Liste des tâches:
a – Répondez aux questions suivantes d'après l'extrait sur la crise du secteur high-tech :
(i) Que réduisent les entreprises du secteur high-tech pour contrer la chute de leurs profits ?
(ii) À quelles deux difficultés les ménages sont-ils confrontés ?
(iii) Quelle conséquence la baisse de consommation des ménages a-t-elle sur les entreprises hors du secteur high tech ?
b – Traduisez en anglais la phrase suivante de l'extrait sur la crise du secteur high-tech : « Les cours des actions du secteur dégringolent. »
c – Poursuivez l'extrait sur la crise du secteur high-tech à la suite de sa dernière phrase.

Extrait à lire:

Des composants aux services en passant par les équipements
et les réseaux, toute la filière passe au
rouge et annonce des pertes colossales.
-
des high-tech à l'économie en général,
par le truchement de la ménagère de moins
de cinquante ans
Pour contrer la chute de leurs profits,
les entreprises du secteur high-tech réduisent
à la fois leurs investissements et leurs effectifs,
ce qui a pour effet d'affecter la confiance de Wall Street
comme celle des ménages. Les cours des actions
du secteur dégringolent. Confrontés à
la fois à la dévalorisation de leur portefeuille
boursier et à la menace d'un licenciement, les
ménages diminuent leur consommation, avec pour
conséquence cette fois de compromettre les profits
des entreprises hors du secteur high tech,
qui en réponse procèdent à leur tour
à des coupes claires dans leurs investissements
et leurs effectifs. La spirale finit ainsi par s'emparer
de toute l'économie.

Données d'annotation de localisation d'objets
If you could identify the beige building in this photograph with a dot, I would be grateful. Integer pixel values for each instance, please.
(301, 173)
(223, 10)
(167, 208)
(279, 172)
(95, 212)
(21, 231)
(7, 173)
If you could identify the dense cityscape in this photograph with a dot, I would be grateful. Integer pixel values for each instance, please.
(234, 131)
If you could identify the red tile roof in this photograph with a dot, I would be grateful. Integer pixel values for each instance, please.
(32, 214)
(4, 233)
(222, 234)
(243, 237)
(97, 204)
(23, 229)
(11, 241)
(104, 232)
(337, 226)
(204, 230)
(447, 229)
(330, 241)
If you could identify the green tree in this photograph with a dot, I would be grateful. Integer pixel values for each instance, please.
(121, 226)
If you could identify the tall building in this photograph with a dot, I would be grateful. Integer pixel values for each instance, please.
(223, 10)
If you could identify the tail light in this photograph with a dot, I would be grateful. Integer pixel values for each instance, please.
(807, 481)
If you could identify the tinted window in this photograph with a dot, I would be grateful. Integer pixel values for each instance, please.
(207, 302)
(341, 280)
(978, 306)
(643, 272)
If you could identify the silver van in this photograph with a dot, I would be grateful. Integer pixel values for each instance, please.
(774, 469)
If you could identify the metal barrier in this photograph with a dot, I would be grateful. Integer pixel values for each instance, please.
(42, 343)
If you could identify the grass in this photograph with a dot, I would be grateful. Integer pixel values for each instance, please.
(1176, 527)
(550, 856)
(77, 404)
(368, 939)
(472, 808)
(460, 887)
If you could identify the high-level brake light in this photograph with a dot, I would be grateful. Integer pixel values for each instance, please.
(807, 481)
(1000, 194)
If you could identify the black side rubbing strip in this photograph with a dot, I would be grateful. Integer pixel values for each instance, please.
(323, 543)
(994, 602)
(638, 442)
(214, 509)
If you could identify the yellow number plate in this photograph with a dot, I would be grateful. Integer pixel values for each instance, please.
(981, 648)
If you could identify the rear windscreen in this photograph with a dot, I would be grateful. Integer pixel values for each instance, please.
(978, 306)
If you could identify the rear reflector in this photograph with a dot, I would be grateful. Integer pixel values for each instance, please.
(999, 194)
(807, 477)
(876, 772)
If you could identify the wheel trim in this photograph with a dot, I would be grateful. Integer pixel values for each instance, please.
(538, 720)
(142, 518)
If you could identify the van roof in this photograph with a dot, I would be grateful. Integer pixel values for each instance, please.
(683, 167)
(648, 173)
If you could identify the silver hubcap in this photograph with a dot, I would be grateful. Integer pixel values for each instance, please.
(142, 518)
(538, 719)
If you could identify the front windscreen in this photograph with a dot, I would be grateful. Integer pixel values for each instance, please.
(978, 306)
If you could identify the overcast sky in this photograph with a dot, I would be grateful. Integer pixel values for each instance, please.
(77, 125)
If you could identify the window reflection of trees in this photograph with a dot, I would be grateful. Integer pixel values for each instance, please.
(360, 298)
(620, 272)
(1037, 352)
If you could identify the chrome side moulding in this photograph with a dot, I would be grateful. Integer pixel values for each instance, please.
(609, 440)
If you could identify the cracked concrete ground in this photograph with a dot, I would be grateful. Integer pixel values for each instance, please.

Les réponses:
a –
(i) Elles réduisent à la fois leurs investissements et leurs effectifs.
(ii) Ils sont confrontés à la dévalorisation de leur portefeuille boursier et à la menace d'un licenciement.
(iii) Elle compromet leurs profits.

b – Share prices in the sector are plummeting.

c –
-
de l'économie américaine à toute
la planète et retour, par les bons offices des
"gnomes de Francfort"
La chute des cours de Wall Street
déprime les marchés asiatiques et les bourses
européennes. Rendus frileux, les investisseurs
se retirent en masse de ces marchés jugés
soudain trop périlleux et rapatrient leurs capitaux
("rush to safety"). Les monnaies des pays les plus
fragiles se déprécient face aux devises
dominantes (dollar et euro), aggravant encore leur situation,
en accroissant artificiellement le poids de leur dette
et en rendant plus onéreux leurs achats de technologie.
Comme toujours, le laboureur du delta du Mékong
finit par trinquer. Mais
par ailleurs, en rendant leurs exportations plus chères,
leurs monnaies renforcées plombent le retour à
la profitabilité des entreprises européennes
et américaines, ce qui ne fait qu'amplifier et
prolonger la crise (4)
(5).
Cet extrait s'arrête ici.